> Work instructions:
Extract every line of the records below verbatim, leaving out the pictures.

> Rows:
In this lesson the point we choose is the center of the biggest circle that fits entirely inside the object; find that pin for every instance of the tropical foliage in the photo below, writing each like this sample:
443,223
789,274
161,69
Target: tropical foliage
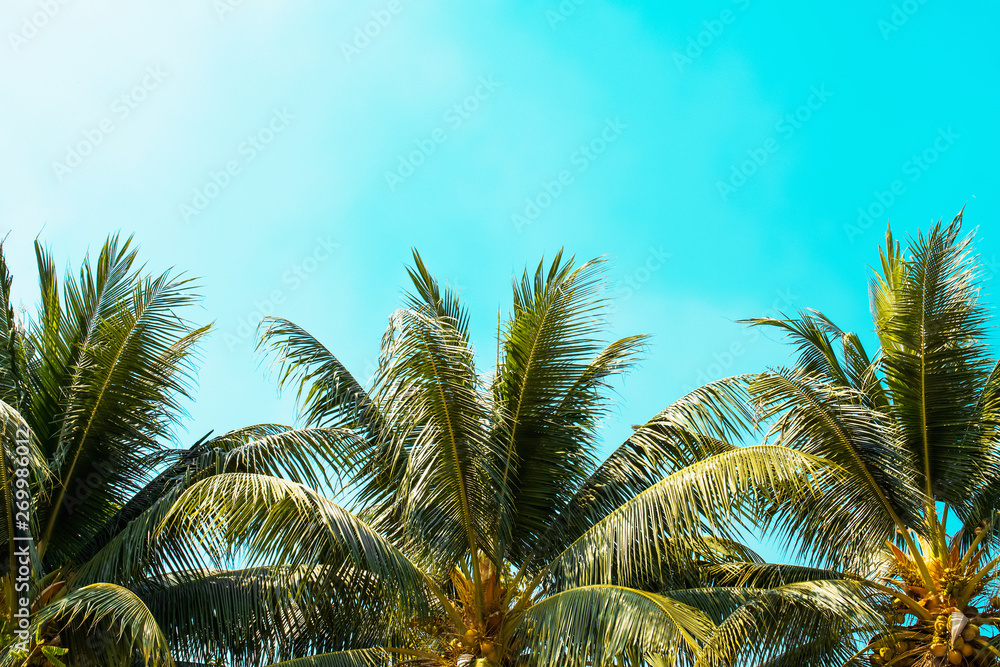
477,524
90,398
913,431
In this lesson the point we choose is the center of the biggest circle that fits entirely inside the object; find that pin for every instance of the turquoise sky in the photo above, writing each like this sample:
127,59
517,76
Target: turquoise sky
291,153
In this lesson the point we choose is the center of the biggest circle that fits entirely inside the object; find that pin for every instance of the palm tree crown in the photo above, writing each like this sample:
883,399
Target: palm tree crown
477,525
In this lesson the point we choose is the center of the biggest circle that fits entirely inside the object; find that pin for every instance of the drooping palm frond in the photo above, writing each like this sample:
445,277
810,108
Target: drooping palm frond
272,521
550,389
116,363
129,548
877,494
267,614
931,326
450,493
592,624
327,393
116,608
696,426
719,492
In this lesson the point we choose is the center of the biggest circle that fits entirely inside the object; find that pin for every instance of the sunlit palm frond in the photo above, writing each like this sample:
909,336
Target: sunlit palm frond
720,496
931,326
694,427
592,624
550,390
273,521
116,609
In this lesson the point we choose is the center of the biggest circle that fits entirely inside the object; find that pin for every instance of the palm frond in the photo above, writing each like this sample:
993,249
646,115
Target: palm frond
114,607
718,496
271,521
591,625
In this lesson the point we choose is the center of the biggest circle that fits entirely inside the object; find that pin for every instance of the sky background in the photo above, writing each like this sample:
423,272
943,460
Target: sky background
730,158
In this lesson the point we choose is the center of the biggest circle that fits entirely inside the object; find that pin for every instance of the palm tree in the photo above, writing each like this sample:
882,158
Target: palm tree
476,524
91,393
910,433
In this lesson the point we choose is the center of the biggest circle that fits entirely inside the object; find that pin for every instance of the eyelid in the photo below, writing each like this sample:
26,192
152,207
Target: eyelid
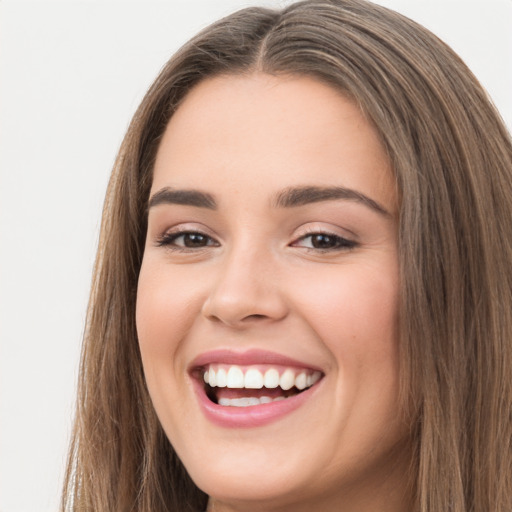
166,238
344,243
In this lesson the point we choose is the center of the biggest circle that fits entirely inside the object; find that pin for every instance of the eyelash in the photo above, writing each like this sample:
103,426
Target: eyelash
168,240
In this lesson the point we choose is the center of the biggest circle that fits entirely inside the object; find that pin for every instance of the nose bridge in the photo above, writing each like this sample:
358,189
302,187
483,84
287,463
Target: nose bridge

> Answer in full:
In this lesson the point we choose is the center of the biggest circle that fits entirely inside the object; find that pin for every instance of the tropical foliage in the photo below, writing each like this sample:
443,223
789,274
161,69
Target: tropical foliage
477,524
90,398
913,431
In this lesson the point we choose is the center of the biggest circle that fits entirely inside the object; find that pin for every instance of the turquoise sky in the photo above, writing each like this sample:
127,59
517,76
Target: turquoise sky
291,153
In this lesson the point we choose is the center of the biggest circle that fits entirely inside the object; find that pin for every instance of the palm tree crown in the photo above, writing each like this sample:
883,399
Target: palm tree crown
477,525
In this lesson the point we choose is the center of the biggest circle that fits entirely inside the object; find that pin for every instance of the drooping palm frond in the photo above, writing each like this sample:
445,277
810,108
Target: drooping palm frond
272,521
550,389
116,363
129,548
877,494
267,614
931,326
450,493
592,624
327,393
116,608
696,426
719,492
In this lesson the point we choose is the center of the biggest circle that fits entirely inside the object; find that pin for every instance of the sunlit palm frond in the photo above, writing each like this sample:
909,336
Target: sunlit palm frond
720,496
931,326
694,427
592,624
550,390
273,521
116,609
In this lesson the point we choose is the center of the biggest circle that fits entirely inside the object; find that pin for every instance of the palm frond in the photo above, writing each like this sample:
993,249
646,115
Target: palm frond
114,607
718,496
271,521
591,625
In this lesson the point we choose is the center of the biggest circle that fits entirely inside the object; find that pin for every instance of the sky background in the photo above, writing each like this sample:
423,272
943,460
Target: sky background
730,158
In this lesson the point we choose is the center of the biggest circle that fits entirely inside the object; find that pin for every instance of the palm tree in the photo above, writing each like this sample:
882,158
Target: palm tree
476,524
91,393
910,433
In this lesson the point we choose is the center of the biggest circle that fits entirely inside the object; find that pin for every instance of the eyelid in the photo below, writing each like this sample:
26,192
152,207
Target: eyelid
166,238
344,243
In this lesson the point we choose is the center of the biggest circle that fits entirely inside the object; find that pin for every instance of the eyelash in the photo above, writing each like this sample:
103,426
Target: eyelash
168,240
In this lesson the point we choose is the center of the biggest circle that fits entirely inside the object; find that pin for every instance of the nose bridge in the photo above, writing each like this sample:
358,189
302,187
483,84
287,463
Target: nose bridge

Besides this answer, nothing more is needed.